Reproduce all the records below with "set a point" swapped for "place a marker" wherever it appears, changing nothing else. Omit the pictures from your answer.

━━━━

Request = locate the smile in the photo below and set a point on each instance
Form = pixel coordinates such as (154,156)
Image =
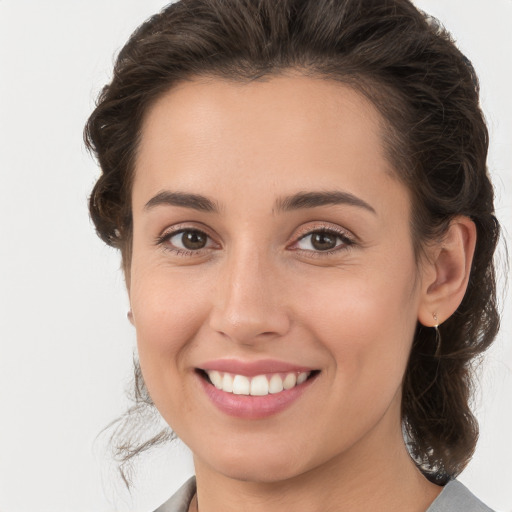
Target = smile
(259,385)
(254,391)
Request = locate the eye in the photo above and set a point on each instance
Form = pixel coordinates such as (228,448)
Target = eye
(323,240)
(186,241)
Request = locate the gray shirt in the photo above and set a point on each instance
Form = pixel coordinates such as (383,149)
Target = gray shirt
(455,497)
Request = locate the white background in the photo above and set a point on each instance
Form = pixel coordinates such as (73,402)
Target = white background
(65,344)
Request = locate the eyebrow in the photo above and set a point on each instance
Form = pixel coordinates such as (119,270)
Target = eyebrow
(298,201)
(194,201)
(314,199)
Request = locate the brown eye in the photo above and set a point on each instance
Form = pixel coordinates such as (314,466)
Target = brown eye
(193,240)
(188,240)
(323,240)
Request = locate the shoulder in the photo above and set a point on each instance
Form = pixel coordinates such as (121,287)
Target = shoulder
(180,501)
(455,497)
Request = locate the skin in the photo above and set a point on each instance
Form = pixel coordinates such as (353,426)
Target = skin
(260,289)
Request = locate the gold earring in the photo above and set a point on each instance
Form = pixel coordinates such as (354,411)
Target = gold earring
(438,335)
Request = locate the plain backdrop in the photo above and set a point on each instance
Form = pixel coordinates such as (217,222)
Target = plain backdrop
(65,344)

━━━━

→ Correct response:
Request = locate the smile in the photo below and place a marker on each instance
Form = pixel coordinates such as (154,156)
Image =
Target = smile
(259,385)
(254,391)
Request = locate the eye in the photo above and place a marker on each instance
Form = pixel coordinates such as (228,448)
Target = eye
(323,240)
(186,241)
Request = locate the gray shirt in the photo above and place a marker on each instance
Form = pixel coordinates such as (383,149)
Target = gray shirt
(455,497)
Request = locate the white background in the photo above and place a marker on each instance
Form = pixel coordinates such as (73,402)
Target = white background
(65,344)
Request = locate the eyebrow in the photo above and place a marker on each instance
Form = pixel coordinates such as (119,270)
Target = eyebrow
(298,201)
(194,201)
(314,199)
Request = locate the brown eye in the photo above and place a marker on each instance
Form = pixel coordinates such as (314,466)
Target = brown eye
(193,240)
(188,240)
(323,240)
Request = locate the shoulder in the photo above and place a marker on each instance
Form = pixel coordinates such as (121,287)
Target = shoulder
(180,501)
(455,497)
Request = locate the skin in the photo above and place a marker on each instance
Form = pixel coordinates such as (353,426)
Target = skin
(260,289)
Request = locate the gold earring in the photo above and place a marker on each instance
Form = pixel coordinates such as (354,411)
Target = gold earring
(438,335)
Request = locate the plain backdrop in the photo above and place a marker on each instance
Form = pixel coordinates such as (217,222)
Target = plain backdrop
(65,344)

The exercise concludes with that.